- [Work required]: Retype every entry below exactly as it stands.

- [Dataset entries]:
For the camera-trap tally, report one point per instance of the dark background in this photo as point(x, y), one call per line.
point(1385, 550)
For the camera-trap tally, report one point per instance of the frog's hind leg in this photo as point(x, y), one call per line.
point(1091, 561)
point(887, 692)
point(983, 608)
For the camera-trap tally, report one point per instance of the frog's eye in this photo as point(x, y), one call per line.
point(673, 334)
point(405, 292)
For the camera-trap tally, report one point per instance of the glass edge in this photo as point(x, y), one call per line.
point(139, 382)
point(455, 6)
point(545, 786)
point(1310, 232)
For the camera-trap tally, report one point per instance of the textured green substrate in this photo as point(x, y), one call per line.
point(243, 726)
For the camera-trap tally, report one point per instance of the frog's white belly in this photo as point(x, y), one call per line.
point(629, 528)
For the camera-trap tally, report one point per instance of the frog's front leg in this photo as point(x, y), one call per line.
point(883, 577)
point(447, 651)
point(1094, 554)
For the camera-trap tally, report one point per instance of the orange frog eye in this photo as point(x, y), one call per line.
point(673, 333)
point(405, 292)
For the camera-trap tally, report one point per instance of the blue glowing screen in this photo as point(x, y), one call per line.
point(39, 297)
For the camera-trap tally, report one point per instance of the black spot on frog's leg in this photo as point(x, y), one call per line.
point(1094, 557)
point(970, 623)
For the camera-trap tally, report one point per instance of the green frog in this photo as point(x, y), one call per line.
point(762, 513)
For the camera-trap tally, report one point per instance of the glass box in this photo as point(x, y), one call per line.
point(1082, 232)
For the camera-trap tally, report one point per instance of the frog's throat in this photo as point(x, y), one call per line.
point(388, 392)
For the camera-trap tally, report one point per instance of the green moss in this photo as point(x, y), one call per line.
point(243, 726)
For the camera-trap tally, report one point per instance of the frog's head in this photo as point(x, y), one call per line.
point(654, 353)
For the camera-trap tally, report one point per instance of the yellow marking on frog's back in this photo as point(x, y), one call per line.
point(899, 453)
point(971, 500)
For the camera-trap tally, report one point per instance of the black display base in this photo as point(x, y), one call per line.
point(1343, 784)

- [Reply]:
For the camera-trap tally, report one point per instance of the dark background in this photo as point(x, y), one call per line.
point(1385, 550)
For the camera-trap tally, report one point per instance of the frog's hind leg in this photo as point(x, y), one call per line.
point(1091, 561)
point(887, 692)
point(983, 608)
For the camera-trap tally, report one point per instance of the frog's eye in this photo as point(x, y), one call per line.
point(673, 334)
point(405, 292)
For the camera-trap tally, report one point per instance of the glass edge in this photo as point(x, y), one call per line.
point(139, 382)
point(455, 6)
point(545, 786)
point(1310, 232)
For the camera-trap tally, report one point per instance of the textured green substrate in this photo as point(x, y), one call per line.
point(243, 726)
For the camera-trap tally, report one point per instance of the frog's white belly in this photo as point(x, y), one call per line.
point(629, 528)
For the camera-trap tally, report one point per instance of the frog's front leg in this photo as point(x, y), one call per line.
point(883, 577)
point(447, 651)
point(1094, 554)
For the camera-trap tally, report one point per instance of the orange frog eye in this photo as point(x, y), one call per line.
point(673, 333)
point(405, 292)
For the camera-trap tally, report one point per instance of the blue glowing screen in this photo as point(x, y), one call per line.
point(39, 297)
For the camera-trap tally, report one point per instance of the black spot on frog's leg in this photo as point(x, y), one call per line.
point(1094, 557)
point(970, 623)
For the camera-trap tally, report one point per instance of the green frog in this photo as point(x, y), one call per line.
point(762, 513)
For the camera-trap tally, report one point per instance of the glass box in this photo as point(x, y), one call per line.
point(1082, 232)
For the camera-trap tally, report one point per instance of the frog's throat in this photo as point(x, y), one call per line.
point(388, 392)
For the camera-trap tally, report one point per instance of the green moss in this photo as point(x, y), one call per line.
point(243, 726)
For the camera-trap tally, report one point per instance of the frog's head in this photo as point(x, y), one call per line.
point(654, 353)
For the camera-trap tally, report one point per instance of the yellow marking on frog's back in this photo as point(x, y), one call per line.
point(899, 453)
point(971, 500)
For the camera-trap tally, report one point per instance of the black display base in this photo as point(x, y), one call per line.
point(1343, 784)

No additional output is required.